_Problem to work on_.
Determine how many lines in the entries below contain "jeans", and output that number alone.

# # # # #

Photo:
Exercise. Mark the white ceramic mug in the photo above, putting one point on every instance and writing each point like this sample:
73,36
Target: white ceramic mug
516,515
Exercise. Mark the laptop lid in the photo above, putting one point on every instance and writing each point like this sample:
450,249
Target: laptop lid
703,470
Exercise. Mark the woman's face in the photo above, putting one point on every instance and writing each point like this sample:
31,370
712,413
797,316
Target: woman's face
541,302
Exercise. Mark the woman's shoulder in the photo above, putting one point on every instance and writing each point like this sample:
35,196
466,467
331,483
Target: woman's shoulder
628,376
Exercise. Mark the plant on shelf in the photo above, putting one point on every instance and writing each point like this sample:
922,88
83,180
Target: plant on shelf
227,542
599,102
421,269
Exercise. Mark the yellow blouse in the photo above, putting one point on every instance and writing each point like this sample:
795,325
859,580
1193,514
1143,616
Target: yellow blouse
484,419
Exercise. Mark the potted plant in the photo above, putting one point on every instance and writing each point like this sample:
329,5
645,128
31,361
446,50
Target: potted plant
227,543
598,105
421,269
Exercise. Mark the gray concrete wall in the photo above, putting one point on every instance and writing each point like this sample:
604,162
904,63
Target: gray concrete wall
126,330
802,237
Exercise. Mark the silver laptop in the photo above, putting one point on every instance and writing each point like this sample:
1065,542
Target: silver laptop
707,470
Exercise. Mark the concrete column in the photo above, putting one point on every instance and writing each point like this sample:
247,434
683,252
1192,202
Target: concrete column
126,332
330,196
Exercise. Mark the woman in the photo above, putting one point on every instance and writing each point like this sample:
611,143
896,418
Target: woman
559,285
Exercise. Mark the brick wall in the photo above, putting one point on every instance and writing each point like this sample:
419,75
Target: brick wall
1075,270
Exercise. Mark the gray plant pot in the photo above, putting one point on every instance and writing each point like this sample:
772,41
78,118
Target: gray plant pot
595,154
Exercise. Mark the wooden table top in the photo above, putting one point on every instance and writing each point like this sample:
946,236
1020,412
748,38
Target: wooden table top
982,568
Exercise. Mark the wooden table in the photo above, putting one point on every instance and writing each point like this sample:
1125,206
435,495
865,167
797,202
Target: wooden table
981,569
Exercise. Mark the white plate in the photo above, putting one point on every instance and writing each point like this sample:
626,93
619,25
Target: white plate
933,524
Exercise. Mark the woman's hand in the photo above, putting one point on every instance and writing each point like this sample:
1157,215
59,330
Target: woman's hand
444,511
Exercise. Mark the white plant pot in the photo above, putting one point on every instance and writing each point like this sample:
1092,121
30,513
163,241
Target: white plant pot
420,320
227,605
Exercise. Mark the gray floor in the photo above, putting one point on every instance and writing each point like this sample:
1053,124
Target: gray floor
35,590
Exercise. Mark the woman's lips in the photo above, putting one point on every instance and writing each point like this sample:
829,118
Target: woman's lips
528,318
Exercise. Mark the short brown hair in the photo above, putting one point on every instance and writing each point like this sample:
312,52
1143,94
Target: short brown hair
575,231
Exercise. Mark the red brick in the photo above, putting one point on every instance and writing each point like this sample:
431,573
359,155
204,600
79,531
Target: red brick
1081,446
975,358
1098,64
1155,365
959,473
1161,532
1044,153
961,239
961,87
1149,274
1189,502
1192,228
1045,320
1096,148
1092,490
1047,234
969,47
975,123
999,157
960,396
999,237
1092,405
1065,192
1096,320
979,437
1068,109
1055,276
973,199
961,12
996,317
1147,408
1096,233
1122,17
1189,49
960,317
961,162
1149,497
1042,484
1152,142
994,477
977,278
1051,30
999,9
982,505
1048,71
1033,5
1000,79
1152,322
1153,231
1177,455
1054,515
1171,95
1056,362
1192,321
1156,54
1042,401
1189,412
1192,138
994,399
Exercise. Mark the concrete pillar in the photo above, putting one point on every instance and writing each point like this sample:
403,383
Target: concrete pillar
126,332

# # # # #

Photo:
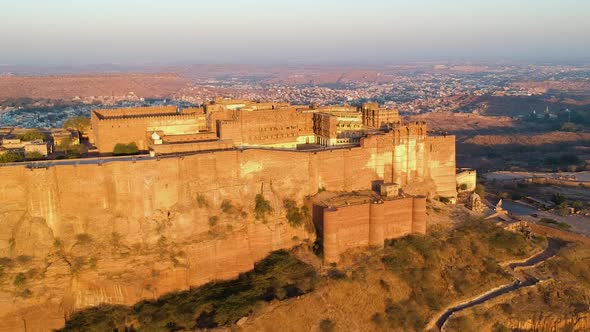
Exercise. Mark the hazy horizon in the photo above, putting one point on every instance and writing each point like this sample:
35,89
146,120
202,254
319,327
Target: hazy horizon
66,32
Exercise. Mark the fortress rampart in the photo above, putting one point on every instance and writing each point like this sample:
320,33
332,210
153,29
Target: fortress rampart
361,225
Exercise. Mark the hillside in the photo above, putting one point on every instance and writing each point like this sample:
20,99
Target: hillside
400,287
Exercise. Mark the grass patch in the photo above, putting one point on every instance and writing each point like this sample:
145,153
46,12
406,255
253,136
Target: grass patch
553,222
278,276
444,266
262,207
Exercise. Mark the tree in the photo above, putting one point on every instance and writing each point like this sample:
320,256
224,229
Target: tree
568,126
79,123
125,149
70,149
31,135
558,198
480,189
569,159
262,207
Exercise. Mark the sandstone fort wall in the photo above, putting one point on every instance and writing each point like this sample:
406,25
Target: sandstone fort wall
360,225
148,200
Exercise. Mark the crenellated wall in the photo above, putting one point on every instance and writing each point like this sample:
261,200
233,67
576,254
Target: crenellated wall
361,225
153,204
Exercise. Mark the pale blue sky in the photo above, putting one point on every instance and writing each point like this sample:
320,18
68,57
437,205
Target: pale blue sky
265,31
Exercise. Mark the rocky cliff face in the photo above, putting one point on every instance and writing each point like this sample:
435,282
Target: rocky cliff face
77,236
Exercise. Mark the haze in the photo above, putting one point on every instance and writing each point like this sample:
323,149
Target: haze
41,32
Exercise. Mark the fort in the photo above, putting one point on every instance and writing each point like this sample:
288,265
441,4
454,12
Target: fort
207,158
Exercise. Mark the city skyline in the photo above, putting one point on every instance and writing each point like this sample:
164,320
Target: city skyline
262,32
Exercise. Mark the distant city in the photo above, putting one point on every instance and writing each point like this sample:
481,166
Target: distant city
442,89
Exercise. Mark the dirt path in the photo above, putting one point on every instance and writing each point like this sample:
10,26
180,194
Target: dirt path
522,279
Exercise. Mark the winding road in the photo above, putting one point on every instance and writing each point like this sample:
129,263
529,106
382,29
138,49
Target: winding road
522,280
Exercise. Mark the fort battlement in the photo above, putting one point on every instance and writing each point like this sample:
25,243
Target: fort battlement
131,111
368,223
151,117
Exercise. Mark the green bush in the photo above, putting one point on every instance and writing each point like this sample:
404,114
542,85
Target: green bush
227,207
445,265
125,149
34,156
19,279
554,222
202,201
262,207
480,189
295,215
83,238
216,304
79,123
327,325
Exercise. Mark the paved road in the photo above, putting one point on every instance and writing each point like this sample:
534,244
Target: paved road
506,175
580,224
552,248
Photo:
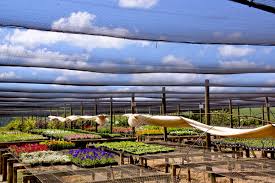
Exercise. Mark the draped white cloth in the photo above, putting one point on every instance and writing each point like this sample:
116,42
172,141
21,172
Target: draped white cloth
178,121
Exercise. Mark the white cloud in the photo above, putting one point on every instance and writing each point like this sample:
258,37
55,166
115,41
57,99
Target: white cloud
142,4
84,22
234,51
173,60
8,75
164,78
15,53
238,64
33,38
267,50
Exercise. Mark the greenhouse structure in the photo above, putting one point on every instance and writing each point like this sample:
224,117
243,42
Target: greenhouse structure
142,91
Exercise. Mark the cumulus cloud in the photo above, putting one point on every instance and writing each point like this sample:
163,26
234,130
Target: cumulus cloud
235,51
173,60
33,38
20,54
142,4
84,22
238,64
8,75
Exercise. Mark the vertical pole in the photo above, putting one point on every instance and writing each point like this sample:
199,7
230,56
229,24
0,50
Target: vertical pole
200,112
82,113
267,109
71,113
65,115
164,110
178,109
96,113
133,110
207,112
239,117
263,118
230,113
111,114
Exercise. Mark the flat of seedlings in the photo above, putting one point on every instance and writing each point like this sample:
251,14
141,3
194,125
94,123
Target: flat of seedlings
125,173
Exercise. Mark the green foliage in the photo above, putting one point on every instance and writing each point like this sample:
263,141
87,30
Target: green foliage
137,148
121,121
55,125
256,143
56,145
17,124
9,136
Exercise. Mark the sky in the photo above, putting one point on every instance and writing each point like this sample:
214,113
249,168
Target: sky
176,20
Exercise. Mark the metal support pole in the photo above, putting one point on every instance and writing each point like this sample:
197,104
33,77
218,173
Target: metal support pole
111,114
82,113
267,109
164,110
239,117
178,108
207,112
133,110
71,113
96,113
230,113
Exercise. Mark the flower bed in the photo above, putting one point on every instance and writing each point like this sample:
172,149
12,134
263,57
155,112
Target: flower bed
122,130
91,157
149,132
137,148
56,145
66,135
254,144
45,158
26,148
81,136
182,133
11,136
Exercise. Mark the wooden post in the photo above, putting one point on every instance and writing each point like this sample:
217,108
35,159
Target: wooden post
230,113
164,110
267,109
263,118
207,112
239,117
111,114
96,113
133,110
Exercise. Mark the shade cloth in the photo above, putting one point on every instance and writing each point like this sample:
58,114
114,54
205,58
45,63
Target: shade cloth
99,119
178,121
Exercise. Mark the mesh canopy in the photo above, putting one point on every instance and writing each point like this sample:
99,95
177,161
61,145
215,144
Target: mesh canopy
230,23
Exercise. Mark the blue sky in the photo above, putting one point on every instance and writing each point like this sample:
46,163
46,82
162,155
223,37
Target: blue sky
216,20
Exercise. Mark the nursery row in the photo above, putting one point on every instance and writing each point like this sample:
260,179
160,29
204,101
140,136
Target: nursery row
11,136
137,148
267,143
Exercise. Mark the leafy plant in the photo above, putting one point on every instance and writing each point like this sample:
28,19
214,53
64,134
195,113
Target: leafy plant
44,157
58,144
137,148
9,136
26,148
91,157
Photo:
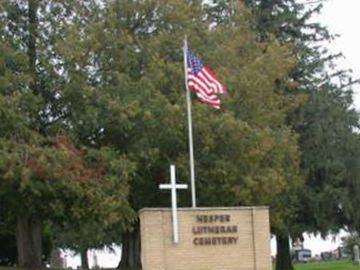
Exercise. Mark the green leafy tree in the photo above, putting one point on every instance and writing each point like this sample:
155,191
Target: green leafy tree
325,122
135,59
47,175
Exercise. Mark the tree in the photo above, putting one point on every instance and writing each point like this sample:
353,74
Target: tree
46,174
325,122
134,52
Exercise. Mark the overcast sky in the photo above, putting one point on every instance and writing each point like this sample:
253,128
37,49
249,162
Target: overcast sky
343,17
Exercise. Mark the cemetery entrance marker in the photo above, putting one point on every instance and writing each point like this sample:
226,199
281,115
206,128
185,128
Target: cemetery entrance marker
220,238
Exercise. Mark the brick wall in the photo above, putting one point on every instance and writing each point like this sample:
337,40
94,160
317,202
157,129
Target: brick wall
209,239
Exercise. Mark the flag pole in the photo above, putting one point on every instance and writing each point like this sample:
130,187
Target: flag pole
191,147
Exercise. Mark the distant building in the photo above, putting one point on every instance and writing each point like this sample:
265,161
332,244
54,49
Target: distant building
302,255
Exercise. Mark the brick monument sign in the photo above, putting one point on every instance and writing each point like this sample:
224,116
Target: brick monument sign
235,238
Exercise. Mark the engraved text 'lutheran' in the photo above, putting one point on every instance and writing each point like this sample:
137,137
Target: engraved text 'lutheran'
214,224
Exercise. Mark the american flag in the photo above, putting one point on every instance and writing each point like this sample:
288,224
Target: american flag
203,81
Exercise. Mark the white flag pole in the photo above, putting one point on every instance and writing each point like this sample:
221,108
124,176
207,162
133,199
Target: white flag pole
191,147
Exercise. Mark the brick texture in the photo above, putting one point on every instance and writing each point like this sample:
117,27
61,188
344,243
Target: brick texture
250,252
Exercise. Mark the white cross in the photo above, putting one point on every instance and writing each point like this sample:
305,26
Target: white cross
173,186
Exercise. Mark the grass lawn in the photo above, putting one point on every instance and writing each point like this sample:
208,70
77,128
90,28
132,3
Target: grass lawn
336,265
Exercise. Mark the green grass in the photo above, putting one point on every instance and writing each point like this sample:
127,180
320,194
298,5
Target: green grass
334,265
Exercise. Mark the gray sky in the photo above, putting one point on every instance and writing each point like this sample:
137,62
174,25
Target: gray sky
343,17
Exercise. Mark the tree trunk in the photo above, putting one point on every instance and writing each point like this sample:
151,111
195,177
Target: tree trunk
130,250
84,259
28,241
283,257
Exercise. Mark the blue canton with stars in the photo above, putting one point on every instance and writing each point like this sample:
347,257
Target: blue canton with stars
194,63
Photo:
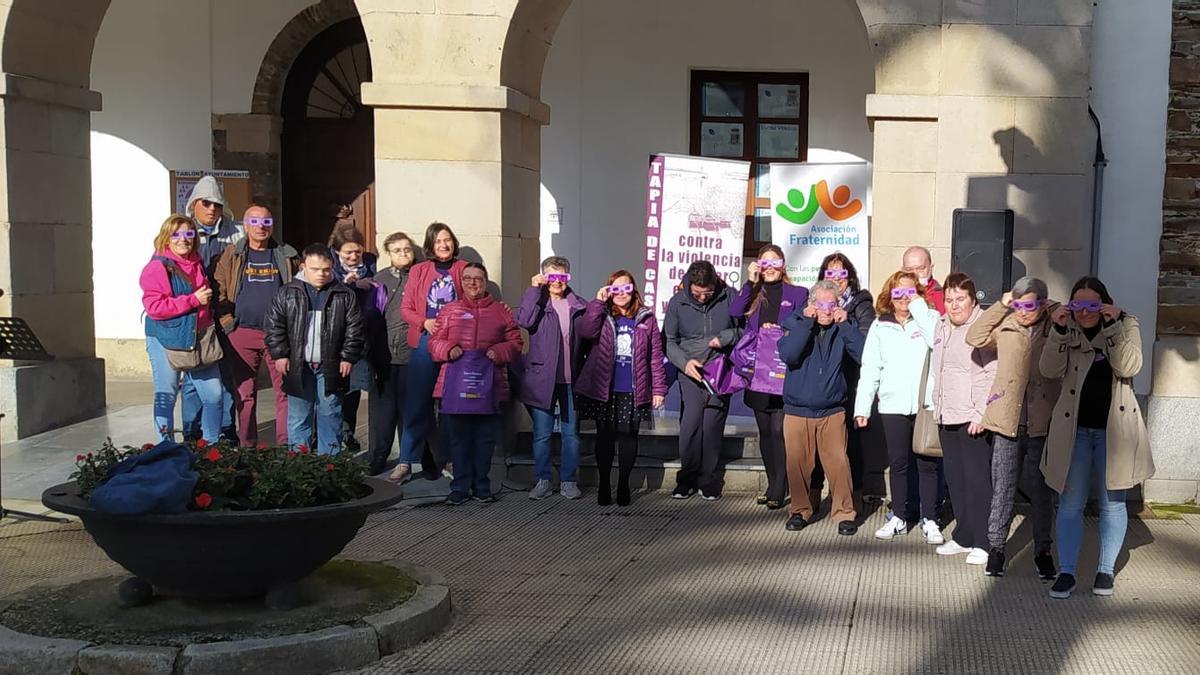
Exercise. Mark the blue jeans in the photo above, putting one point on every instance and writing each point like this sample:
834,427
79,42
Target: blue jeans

# # # # #

_Answer to the problem_.
2